TASK: When a line below contains the string "stretcher", show that line.

INPUT FOR THIS TASK:
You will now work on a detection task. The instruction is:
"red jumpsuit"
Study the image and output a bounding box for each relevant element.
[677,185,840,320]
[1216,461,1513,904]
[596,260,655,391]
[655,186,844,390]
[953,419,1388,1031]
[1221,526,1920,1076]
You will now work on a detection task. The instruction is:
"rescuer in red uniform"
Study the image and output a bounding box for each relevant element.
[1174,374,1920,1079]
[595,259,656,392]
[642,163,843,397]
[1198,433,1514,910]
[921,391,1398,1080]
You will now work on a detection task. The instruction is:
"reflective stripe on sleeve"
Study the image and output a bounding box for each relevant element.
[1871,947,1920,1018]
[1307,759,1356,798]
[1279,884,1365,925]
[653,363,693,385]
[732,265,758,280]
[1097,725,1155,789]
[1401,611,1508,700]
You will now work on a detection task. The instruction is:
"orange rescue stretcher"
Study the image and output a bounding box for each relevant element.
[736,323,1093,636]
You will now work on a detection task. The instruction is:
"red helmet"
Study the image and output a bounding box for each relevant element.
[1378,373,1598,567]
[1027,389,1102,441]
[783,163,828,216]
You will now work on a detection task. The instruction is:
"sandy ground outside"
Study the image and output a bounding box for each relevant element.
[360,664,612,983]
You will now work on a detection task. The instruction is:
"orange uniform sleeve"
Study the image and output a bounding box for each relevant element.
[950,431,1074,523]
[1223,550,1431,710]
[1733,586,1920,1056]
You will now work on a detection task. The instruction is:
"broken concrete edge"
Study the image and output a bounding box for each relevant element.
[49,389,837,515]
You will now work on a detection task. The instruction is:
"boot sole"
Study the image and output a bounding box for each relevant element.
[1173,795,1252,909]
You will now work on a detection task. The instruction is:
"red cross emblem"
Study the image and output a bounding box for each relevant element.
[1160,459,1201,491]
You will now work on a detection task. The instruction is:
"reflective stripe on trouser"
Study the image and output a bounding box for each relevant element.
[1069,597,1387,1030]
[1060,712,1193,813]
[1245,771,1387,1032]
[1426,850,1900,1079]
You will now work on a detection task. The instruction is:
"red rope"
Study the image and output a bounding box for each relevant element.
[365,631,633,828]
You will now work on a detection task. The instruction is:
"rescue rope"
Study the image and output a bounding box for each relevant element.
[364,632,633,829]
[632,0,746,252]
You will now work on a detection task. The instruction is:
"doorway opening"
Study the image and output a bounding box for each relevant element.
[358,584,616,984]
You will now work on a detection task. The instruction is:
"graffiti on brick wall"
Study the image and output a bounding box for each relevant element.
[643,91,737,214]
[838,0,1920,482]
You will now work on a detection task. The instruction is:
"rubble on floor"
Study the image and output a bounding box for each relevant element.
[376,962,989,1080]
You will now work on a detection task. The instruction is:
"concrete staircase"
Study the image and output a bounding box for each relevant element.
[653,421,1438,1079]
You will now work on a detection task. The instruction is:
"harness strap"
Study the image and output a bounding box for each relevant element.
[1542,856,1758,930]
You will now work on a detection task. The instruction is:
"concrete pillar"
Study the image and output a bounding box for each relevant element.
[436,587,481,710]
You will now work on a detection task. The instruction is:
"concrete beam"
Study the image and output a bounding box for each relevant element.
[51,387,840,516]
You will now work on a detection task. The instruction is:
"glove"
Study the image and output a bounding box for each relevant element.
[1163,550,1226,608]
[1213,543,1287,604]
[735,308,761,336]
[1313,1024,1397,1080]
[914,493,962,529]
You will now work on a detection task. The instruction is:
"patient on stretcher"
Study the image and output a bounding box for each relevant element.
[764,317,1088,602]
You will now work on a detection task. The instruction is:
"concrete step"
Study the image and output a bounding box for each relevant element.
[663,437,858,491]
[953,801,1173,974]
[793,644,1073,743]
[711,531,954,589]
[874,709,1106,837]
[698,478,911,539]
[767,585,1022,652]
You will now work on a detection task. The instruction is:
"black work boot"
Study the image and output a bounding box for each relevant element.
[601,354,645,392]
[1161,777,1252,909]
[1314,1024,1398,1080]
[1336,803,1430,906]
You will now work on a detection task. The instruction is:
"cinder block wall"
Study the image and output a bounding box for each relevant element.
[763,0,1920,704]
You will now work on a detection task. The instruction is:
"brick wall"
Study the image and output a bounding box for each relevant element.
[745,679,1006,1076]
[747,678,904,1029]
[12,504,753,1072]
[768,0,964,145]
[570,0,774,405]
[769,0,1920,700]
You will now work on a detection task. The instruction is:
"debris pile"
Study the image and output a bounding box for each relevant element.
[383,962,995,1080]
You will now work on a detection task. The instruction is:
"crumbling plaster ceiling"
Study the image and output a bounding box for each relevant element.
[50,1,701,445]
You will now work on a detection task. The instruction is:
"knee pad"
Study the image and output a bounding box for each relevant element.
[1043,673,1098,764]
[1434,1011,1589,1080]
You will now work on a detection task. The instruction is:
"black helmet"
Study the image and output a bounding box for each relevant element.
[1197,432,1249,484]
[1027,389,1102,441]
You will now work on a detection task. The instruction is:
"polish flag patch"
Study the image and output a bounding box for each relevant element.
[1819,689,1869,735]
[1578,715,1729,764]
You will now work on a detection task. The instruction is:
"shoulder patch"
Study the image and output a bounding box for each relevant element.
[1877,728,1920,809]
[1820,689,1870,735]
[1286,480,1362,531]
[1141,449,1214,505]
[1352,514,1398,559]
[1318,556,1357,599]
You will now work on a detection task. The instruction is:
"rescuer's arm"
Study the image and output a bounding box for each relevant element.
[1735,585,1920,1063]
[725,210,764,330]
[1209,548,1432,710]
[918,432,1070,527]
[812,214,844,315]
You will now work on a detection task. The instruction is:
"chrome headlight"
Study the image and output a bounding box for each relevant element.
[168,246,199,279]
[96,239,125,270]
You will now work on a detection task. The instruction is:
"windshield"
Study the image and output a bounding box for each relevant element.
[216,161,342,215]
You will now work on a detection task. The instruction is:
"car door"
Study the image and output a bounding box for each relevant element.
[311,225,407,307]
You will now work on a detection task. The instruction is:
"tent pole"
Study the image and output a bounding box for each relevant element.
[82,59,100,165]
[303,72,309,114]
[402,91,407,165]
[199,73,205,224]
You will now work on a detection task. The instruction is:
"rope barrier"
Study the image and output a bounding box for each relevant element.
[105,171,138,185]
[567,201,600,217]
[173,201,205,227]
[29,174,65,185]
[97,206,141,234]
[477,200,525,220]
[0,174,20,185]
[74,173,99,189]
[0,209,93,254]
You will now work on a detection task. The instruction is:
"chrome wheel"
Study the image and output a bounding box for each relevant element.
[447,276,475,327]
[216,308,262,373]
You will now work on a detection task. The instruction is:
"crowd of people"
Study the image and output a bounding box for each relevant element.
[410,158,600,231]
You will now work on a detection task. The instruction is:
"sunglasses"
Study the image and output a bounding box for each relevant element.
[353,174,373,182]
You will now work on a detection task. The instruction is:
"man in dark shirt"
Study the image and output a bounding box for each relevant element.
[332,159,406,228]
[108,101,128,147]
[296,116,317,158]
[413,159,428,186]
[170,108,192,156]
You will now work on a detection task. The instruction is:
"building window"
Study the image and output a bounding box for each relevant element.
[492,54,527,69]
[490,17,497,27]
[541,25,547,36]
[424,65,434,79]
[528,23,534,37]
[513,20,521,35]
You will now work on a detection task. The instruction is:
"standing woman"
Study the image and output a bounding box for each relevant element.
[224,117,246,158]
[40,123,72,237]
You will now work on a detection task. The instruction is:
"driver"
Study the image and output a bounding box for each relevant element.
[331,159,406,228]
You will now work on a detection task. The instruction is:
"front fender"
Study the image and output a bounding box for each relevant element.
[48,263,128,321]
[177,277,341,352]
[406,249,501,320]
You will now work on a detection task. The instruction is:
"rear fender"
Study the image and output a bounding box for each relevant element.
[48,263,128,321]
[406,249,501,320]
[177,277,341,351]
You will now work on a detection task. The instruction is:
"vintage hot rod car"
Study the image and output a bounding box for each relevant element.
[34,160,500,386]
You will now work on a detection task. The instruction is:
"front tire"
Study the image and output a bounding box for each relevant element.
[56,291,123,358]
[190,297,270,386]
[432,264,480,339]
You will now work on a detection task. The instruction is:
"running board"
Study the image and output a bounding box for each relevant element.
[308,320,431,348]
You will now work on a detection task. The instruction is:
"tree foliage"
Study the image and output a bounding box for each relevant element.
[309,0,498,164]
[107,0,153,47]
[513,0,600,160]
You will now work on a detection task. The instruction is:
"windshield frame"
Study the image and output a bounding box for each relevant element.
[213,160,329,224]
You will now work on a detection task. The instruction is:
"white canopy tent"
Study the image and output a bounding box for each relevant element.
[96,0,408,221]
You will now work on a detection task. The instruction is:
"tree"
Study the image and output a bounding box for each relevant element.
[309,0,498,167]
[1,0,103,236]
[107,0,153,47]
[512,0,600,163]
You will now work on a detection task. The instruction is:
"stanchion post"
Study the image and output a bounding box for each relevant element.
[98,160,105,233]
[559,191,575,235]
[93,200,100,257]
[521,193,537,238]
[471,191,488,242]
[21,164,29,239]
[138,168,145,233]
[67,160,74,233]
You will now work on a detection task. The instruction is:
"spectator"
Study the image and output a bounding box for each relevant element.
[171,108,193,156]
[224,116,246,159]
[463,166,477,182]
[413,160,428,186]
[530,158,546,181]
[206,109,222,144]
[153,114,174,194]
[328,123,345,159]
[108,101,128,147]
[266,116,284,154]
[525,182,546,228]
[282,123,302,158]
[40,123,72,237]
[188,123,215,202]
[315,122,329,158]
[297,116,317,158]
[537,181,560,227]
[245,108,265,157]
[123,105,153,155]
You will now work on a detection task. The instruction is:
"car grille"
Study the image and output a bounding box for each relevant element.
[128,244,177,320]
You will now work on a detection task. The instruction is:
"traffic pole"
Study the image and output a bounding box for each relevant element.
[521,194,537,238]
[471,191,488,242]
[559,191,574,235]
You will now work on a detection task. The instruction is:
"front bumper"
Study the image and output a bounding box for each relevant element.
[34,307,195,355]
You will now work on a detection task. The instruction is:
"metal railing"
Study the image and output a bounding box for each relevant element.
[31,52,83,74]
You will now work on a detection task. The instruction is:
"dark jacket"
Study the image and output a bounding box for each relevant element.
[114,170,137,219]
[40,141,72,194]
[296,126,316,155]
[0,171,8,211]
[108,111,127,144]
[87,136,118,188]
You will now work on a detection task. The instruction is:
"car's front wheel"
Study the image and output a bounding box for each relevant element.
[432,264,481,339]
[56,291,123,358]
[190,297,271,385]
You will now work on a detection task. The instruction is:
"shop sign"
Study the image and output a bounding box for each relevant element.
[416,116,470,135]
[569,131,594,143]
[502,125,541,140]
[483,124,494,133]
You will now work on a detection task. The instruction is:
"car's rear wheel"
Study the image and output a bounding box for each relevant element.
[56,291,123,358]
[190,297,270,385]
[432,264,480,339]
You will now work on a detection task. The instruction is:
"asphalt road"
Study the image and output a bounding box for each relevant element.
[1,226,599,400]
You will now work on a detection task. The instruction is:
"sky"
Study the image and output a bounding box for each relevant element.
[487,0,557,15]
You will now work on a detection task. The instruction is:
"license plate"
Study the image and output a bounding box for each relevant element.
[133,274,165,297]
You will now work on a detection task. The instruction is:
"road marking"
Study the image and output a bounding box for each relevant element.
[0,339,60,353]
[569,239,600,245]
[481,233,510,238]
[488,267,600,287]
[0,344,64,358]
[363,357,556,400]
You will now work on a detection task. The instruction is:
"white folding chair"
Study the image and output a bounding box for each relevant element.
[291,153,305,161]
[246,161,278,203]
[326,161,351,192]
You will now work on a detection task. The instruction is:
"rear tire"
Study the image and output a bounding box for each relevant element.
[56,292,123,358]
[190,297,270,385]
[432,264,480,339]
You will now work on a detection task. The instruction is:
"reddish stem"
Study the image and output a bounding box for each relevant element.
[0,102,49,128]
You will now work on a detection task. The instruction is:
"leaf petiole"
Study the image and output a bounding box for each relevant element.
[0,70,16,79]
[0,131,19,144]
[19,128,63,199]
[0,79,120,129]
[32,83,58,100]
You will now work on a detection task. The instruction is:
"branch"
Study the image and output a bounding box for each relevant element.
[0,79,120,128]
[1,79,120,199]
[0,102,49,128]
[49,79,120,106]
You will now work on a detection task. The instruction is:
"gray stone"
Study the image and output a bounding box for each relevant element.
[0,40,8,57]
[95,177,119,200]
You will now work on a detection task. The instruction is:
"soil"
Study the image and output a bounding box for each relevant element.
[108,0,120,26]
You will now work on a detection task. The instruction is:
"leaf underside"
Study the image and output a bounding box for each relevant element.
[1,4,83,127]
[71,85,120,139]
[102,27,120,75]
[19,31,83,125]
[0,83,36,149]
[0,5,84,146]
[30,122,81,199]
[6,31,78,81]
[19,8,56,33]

ANSWER BELOW:
"orange rescue stretcher"
"patient on stretcher"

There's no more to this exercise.